> **SET OF TASKS**
- a) In the Agrocybe rivulosa guide, copy everything from "Agrocybe rivulosa Identification" down to "pendulous stem ring.", switching "radial wrinkles" to "radial furrows".
- b) Pick up the Agrocybe rivulosa guide after its final sentence and write its continuation.

Agrocybe rivulosa: The Ultimate Mushroom Guide
About The Agrocybe rivulosa Mushroom
Agrocybe rivulosa is rare a species of mushroom in the genus Agrocybe. It is a relatively large mushroom, with a stem of 5 to 10 cm, and a cap that reaches 4 to 10 cm across. The color of the cap ranges from yellow to pale orange-brown. It grows tall with a whitish fleshy stem. It has been eaten and is reasonably tasty with no obvious toxicity.
In some field guides, this mushroom is recorded in the family Bolbitiaceae.
Other names: Wrinkled Fieldcap.
Agrocybe rivulosa Identification
4 to 10 cm across, hemispherical becoming broadly convex or flat; the pale ochraceous surface develops radial wrinkles linked by a network of cross-veins.
Adnate; initially creamy-grey, turning grey-brown as spores mature.
5 to 10 cm long and 1 to 1.5 cm dia.; hollow; tapering slightly towards the apex; white, turning a pale creamy-ochre with age; persistent, thin pendulous stem ring.
Ellipsoidal, smooth, 11.5-12 x 7-8µm; with a distinct germ pore.

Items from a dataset
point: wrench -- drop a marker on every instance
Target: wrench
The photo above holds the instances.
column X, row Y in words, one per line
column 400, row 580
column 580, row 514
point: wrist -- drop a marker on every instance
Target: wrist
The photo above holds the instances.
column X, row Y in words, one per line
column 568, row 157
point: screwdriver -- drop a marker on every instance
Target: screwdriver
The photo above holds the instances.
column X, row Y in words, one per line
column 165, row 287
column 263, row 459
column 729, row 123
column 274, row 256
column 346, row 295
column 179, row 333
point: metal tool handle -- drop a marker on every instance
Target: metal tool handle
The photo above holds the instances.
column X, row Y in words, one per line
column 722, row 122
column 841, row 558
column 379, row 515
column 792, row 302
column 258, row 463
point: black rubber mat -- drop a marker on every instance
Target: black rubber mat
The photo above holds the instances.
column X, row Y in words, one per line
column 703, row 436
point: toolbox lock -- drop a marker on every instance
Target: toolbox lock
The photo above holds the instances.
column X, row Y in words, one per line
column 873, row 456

> **TASK ANSWERS**
- a)
Agrocybe rivulosa Identification
4 to 10 cm across, hemispherical becoming broadly convex or flat; the pale ochraceous surface develops radial furrows linked by a network of cross-veins.
Adnate; initially creamy-grey, turning grey-brown as spores mature.
5 to 10 cm long and 1 to 1.5 cm dia.; hollow; tapering slightly towards the apex; white, turning a pale creamy-ochre with age; persistent, thin pendulous stem ring.

- b)
Odor and Taste
Habitat & Ecological Role
Saprobic, on large groups or tufts on woodchip piles and deeply-mulched flowerbeds.
Agrocybe praecox, which occurs in spring and early summer, often grows in woodchip mulch; it is typically smaller and usually has a darker cap.
Agrocybe rivulosa Taxonomy & Etymology
This species was first recorded and described in 2003 as Agrocybe rivulosa by Dutch mycologist Marijke M. Nauta and published in Persoonia.
Agrocybe rivulosa and a minority of other fieldcap fungi do not occur in open fields; nevertheless, the generic name Agrocybe is derived from Agro-, of fields, and -cybe, head or cap.
The specific epithet rivulosa is a reference to the wrinkled grooves that descend like rivulets from the centre of the caps.